- PROBLEM:
Turn every line of the records below into a JSON list of strings, with one string per line and blank lines omitted.

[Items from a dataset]

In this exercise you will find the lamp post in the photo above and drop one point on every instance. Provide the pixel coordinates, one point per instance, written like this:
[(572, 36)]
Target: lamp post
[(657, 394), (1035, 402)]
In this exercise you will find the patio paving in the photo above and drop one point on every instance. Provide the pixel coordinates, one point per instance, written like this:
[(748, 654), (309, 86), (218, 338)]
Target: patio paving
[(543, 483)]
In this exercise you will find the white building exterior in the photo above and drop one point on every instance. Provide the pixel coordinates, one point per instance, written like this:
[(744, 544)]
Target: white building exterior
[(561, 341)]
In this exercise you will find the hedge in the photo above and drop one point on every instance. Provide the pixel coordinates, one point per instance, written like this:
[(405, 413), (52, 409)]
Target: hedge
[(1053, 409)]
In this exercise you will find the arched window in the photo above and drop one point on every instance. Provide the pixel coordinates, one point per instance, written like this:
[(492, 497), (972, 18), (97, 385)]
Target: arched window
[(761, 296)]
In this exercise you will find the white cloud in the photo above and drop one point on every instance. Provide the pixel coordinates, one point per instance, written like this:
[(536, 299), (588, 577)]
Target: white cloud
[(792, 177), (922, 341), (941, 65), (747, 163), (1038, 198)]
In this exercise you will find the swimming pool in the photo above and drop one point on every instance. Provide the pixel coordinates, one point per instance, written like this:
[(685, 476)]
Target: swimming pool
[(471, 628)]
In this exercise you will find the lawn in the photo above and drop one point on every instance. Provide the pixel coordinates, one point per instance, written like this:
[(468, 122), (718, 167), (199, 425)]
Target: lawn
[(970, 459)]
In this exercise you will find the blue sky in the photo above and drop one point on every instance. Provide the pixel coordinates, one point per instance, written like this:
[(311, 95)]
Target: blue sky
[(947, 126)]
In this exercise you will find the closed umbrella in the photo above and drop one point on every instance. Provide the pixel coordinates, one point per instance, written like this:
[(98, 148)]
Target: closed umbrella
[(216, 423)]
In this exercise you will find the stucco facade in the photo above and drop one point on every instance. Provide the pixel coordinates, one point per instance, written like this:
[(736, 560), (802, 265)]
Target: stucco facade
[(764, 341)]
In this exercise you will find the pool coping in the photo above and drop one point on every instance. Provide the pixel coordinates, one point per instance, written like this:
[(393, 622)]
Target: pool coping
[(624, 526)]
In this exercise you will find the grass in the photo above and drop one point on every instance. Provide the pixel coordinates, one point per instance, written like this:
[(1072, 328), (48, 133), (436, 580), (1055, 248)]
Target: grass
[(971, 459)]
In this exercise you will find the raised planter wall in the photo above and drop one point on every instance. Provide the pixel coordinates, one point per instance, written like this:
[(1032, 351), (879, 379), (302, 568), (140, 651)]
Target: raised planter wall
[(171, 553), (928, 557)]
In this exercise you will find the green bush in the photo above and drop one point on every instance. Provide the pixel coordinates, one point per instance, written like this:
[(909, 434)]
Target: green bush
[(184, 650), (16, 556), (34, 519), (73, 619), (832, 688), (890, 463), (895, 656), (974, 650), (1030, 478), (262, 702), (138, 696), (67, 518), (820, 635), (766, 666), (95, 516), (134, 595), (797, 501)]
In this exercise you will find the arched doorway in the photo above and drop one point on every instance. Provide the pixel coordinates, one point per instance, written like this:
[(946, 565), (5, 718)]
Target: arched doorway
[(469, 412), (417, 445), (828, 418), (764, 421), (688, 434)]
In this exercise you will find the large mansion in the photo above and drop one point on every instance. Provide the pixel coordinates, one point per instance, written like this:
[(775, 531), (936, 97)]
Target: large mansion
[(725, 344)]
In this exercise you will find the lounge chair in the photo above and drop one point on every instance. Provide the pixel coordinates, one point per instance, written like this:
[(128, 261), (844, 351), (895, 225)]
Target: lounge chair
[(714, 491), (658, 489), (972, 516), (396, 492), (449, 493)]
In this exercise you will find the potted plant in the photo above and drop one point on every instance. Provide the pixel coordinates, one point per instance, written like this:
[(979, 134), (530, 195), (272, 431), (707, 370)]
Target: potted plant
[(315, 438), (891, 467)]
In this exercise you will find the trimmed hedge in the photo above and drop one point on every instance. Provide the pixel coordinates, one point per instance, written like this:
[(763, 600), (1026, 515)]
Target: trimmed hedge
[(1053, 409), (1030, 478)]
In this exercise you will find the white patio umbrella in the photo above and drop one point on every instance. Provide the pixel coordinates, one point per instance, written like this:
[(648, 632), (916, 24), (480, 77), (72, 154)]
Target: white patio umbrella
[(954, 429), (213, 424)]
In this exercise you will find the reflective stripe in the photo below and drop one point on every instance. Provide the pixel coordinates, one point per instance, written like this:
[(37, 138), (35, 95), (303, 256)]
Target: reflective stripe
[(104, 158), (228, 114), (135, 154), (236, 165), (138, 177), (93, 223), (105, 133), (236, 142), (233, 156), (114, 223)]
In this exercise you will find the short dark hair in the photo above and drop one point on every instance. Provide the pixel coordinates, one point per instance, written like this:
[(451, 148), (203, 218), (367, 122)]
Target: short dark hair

- EXPECTED ANSWER:
[
  "In this exercise you will find the lamp post in the photo above and drop one point on every instance. Provide the pixel coordinates, one point per instance, written like this:",
  "[(572, 36)]",
  "Target: lamp post",
  "[(657, 394), (1035, 402)]",
  "In this exercise you will find the patio paving in the photo above and drop one point on every instance. Provide the pixel coordinates, one point per instance, written like this:",
  "[(748, 654), (309, 86), (218, 338)]",
  "Target: patio paving",
  "[(543, 483)]",
  "In this exercise you will find the white building exterior in the photo above and drop one point on every instance. Provide the pixel coordinates, one point per instance, written like this:",
  "[(744, 544)]",
  "Target: white building exterior",
  "[(561, 341)]",
  "In this exercise you will find the hedge in the photo above and drop one point on every instance. Provide the pixel coordinates, one point per instance, written like this:",
  "[(405, 413), (52, 409)]",
  "Target: hedge",
  "[(1053, 409)]",
  "In this exercise you will find the arched window in the photo above and drop one point on every instance. Provide the pixel coordinates, one point per instance, written like this:",
  "[(492, 497), (972, 18), (97, 385)]",
  "Target: arched window",
  "[(761, 296)]",
  "In this exercise you will find the white cloud in the photo above and drop one point on every instance. Provide the pixel coordinates, one point per instance, written like this:",
  "[(536, 299), (588, 577)]",
  "Target: white cloud",
  "[(792, 177), (922, 341), (941, 65), (747, 163), (1038, 198)]",
  "In this exercise you will find the swimming pool in the photo above and drop one point on every instance. Provide the pixel coordinates, one point per instance, written like this:",
  "[(685, 476)]",
  "Target: swimming pool",
  "[(471, 628)]",
  "In this exercise you will find the lawn in the photo above and drop one point on every instance. Provide the pixel coordinates, one point per instance, written like this:",
  "[(468, 122), (718, 167), (199, 425)]",
  "Target: lawn",
  "[(970, 459)]",
  "In this exercise you will find the blue sky in the photo above and drop one point on every instance. Provide the pixel coordinates, one point per instance, written like this:",
  "[(311, 95)]",
  "Target: blue sky",
  "[(947, 126)]",
  "In this exercise you will find the closed umbrella in the photo above and drop one point on every instance. Provide the pixel coordinates, one point per instance, written like this:",
  "[(98, 148)]",
  "Target: closed umbrella",
  "[(216, 423)]",
  "In this exercise you will find the stucco facade in the photo above and drop one point on every instance. Provide the pixel coordinates, one point per instance, written like this:",
  "[(736, 560), (802, 265)]",
  "Target: stucco facade",
  "[(764, 341)]",
  "In this exercise you will find the pool coping in the photo above and drop one point on every instance. Provide the pixel coordinates, one point per instance, written like this:",
  "[(393, 622)]",
  "Target: pool coping",
  "[(624, 526)]",
  "In this exercise you will find the grass in the photo above and drop one point on every instance. Provide the pixel coordinates, one point per instance, written like this:",
  "[(1072, 328), (48, 133), (436, 580), (1055, 248)]",
  "Target: grass",
  "[(971, 459)]",
  "In this exercise you will find the raised planter wall in the photo above and drop one point on every instance. Provide the pixel coordinates, one point per instance, written like this:",
  "[(1032, 351), (879, 379), (302, 568), (140, 651)]",
  "Target: raised planter wall",
  "[(171, 553), (928, 557)]",
  "In this exercise you will find the green bush in the photo above and drop one point on every instance. Provide the pixel coordinates, one point per instance, written like this:",
  "[(909, 434)]",
  "Target: green bush",
  "[(184, 650), (16, 556), (34, 519), (73, 619), (832, 688), (890, 463), (895, 656), (974, 650), (1030, 478), (262, 702), (138, 696), (67, 518), (820, 635), (766, 666), (95, 516), (134, 595), (797, 501)]",
  "In this exercise you will find the arched doorway in the photo above and drop one point on every instance. Provide the pixel coordinates, one point per instance, written like this:",
  "[(946, 565), (5, 718)]",
  "Target: arched doorway",
  "[(469, 412), (417, 445), (828, 418), (764, 421), (688, 434)]",
  "In this exercise you will find the large mansion in the photo above and drop one point on every instance. Provide the pixel coordinates, one point per instance, written like this:",
  "[(775, 531), (936, 97)]",
  "Target: large mansion",
  "[(725, 344)]",
  "In this exercise you will find the lounge chair in the photo above and drop one point on every instance. Provide the pixel coordinates, one point per instance, written like this:",
  "[(128, 261), (844, 351), (895, 225)]",
  "Target: lounge chair",
  "[(714, 491), (658, 489), (972, 516), (396, 492), (449, 493)]",
  "In this exercise you will find the potted plant in the photo above and drop one point on every instance. Provide the pixel coordinates, one point per instance, written like this:",
  "[(979, 134), (530, 195), (272, 431), (707, 370)]",
  "Target: potted plant",
  "[(315, 438), (891, 467)]",
  "In this exercise you will find the trimmed hedge in the photo above and drop one point on every instance. Provide the pixel coordinates, one point per instance, written like this:",
  "[(763, 600), (1026, 515)]",
  "Target: trimmed hedge",
  "[(1053, 409), (1030, 478)]",
  "In this exercise you will find the white patio umbrella in the photo above and drop one point on every instance. Provide the pixel coordinates, one point per instance, written like this:",
  "[(648, 632), (916, 24), (480, 77), (72, 154)]",
  "Target: white patio umbrella",
  "[(954, 429), (213, 424)]",
  "In this exercise you will find the reflective stripe in the photo below and drop one point on every instance. Provide the pixel coordinates, one point per instance, written like this:",
  "[(37, 138), (35, 95), (303, 256)]",
  "Target: reflective stripe",
  "[(104, 158), (228, 114), (135, 154), (236, 165), (138, 177), (93, 223), (105, 133), (236, 142), (233, 156), (114, 223)]",
  "In this exercise you will find the short dark hair in the photo above and drop one point on every instance. Provide the pixel coordinates, one point per instance, written like this:",
  "[(451, 148), (203, 218), (367, 122)]",
  "Target: short dark hair"
]